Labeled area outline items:

================================

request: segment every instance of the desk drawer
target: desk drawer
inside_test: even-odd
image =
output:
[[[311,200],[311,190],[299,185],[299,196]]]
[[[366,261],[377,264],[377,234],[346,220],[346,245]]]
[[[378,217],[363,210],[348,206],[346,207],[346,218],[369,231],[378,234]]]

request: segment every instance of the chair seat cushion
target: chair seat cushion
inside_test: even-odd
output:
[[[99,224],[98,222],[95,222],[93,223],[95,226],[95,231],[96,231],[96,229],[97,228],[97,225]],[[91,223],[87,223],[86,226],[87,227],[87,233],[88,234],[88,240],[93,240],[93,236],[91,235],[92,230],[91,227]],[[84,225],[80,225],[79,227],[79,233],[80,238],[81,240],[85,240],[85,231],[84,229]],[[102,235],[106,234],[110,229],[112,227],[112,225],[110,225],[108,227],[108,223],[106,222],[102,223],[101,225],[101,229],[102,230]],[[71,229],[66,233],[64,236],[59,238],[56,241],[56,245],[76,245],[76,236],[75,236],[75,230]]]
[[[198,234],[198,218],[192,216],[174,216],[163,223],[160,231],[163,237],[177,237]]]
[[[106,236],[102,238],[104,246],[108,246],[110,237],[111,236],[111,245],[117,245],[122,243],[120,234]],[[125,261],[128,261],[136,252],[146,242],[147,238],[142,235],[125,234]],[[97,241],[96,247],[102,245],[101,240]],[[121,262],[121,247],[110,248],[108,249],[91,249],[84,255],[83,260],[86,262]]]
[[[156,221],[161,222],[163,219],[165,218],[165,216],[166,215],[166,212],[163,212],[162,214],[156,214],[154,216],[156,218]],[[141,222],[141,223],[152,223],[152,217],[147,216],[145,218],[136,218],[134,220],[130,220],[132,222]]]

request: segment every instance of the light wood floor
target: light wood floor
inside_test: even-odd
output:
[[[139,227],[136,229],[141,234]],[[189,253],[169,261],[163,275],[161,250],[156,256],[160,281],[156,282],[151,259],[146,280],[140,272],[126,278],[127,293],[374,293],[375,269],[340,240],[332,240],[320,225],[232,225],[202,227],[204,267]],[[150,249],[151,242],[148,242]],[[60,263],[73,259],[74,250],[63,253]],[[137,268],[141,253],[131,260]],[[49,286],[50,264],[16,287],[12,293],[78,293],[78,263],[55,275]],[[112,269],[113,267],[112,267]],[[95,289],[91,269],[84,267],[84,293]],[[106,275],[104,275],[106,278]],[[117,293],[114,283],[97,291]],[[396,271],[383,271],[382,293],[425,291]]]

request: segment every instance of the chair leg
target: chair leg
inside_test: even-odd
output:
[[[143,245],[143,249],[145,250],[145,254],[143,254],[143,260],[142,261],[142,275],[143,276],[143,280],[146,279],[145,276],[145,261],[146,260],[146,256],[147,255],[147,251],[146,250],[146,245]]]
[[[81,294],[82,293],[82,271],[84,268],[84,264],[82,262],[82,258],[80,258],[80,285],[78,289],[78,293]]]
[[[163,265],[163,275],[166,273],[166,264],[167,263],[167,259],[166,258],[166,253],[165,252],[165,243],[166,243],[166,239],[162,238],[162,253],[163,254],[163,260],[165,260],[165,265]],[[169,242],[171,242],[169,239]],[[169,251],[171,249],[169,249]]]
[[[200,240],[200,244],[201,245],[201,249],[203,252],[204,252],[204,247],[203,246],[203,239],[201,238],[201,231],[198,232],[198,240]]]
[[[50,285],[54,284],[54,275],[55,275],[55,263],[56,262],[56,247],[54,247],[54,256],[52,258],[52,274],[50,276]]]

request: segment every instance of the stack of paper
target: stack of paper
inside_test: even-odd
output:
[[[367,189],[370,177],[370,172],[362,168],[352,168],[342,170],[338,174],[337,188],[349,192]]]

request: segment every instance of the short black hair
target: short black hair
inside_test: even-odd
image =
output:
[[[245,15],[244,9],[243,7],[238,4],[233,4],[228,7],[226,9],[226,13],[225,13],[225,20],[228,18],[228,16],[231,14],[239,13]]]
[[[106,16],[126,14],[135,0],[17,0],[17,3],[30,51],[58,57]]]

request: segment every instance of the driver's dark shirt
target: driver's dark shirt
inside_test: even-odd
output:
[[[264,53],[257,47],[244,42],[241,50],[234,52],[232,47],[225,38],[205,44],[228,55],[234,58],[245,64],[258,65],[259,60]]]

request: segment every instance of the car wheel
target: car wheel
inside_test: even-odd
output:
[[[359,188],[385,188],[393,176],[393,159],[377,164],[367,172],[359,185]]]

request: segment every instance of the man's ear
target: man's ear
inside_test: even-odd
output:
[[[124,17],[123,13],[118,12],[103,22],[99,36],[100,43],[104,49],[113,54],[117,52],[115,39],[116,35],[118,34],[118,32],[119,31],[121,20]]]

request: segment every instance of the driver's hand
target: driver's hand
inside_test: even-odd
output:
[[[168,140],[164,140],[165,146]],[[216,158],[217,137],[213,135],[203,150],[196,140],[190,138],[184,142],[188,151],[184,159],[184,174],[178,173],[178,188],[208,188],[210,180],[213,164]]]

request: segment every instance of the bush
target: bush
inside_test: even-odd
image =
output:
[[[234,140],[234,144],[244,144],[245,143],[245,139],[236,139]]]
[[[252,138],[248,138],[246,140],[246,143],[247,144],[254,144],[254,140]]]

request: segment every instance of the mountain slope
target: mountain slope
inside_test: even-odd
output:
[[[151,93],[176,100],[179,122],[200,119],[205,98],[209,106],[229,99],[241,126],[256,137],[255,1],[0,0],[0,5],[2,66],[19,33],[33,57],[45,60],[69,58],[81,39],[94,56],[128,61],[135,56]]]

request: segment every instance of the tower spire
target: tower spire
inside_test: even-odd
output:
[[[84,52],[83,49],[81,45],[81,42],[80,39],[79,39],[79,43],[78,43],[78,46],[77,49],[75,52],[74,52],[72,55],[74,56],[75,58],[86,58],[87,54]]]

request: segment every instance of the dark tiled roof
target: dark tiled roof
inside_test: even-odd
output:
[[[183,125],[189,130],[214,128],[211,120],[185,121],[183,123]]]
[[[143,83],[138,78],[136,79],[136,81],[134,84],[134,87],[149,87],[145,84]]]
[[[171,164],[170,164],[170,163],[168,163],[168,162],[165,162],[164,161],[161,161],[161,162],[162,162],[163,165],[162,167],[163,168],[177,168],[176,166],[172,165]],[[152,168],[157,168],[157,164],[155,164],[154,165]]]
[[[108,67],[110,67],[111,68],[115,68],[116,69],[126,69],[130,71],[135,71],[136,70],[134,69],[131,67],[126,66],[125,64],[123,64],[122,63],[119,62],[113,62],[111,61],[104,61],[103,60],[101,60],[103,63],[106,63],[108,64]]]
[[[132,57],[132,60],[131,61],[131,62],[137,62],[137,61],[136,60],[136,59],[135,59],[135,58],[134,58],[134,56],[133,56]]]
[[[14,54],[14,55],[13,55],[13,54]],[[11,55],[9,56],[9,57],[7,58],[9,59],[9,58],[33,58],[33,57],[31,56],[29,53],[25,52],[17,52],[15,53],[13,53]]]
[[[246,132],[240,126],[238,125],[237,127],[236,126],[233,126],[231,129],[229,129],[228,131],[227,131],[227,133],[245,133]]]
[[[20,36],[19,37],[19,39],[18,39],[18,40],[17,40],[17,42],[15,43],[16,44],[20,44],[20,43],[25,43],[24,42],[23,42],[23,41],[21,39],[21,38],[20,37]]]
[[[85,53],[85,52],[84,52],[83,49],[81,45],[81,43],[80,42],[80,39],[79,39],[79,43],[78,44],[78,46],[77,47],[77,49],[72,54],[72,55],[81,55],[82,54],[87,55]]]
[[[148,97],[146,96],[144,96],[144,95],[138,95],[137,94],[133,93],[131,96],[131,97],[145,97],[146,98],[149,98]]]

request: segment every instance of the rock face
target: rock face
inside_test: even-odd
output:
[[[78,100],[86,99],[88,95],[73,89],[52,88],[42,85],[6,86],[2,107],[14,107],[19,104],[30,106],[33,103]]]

================================

▶ _TO BE DONE_:
Your output consists solely of the lines from the one with "request: segment every instance of the rock" through the last line, copied exactly.

▶ _CORRECT RESULT_:
request: segment every instance of the rock face
target: rock face
inside_test: even-odd
output:
[[[78,100],[86,99],[88,95],[73,89],[52,88],[42,85],[6,86],[2,107],[14,107],[19,104],[30,106],[33,103]]]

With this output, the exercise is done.